TASK> Please copy out each line of the listing that contains the word "covered".

────────────────────

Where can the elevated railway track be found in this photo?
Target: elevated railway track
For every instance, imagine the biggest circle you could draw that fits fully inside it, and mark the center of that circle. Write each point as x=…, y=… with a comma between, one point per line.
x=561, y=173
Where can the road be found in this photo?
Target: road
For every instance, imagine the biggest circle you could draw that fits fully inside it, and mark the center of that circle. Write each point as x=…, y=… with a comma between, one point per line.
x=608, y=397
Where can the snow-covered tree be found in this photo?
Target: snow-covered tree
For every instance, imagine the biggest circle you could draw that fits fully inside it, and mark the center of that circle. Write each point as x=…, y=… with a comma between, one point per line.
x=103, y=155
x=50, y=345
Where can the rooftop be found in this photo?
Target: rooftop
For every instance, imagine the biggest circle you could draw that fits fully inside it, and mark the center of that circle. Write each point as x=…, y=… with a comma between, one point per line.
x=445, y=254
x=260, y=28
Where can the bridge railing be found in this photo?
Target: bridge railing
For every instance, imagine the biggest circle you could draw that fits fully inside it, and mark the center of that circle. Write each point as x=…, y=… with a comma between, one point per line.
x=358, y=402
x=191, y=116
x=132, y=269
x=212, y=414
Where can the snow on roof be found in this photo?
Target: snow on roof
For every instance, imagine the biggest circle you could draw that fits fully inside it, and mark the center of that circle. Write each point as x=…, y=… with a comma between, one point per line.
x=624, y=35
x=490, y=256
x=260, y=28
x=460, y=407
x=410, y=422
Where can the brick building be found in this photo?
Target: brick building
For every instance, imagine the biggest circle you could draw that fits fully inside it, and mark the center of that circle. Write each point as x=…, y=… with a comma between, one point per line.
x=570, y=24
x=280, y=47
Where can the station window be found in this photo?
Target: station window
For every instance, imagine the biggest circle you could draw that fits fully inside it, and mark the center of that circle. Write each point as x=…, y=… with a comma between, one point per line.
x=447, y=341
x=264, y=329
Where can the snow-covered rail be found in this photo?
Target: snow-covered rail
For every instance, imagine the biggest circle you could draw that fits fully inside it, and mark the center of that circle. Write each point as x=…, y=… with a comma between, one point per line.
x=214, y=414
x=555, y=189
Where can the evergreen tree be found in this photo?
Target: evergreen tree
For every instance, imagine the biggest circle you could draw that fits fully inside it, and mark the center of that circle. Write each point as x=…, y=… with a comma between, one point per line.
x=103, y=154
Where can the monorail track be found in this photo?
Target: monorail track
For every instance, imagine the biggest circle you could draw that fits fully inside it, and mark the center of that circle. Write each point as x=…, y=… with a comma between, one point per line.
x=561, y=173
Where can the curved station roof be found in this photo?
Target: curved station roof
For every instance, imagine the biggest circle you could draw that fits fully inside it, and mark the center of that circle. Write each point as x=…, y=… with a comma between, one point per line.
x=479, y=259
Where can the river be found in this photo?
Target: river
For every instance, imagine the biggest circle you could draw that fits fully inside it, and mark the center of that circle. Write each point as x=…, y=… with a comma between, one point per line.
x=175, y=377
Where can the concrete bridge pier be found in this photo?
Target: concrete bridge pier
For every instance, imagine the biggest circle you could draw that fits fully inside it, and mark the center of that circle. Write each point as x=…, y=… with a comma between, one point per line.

────────────────────

RESPONSE AREA>
Where can the snow-covered tree be found in this photo?
Target: snow-covered tree
Where can the snow-covered rail be found in this photo?
Target: snow-covered rail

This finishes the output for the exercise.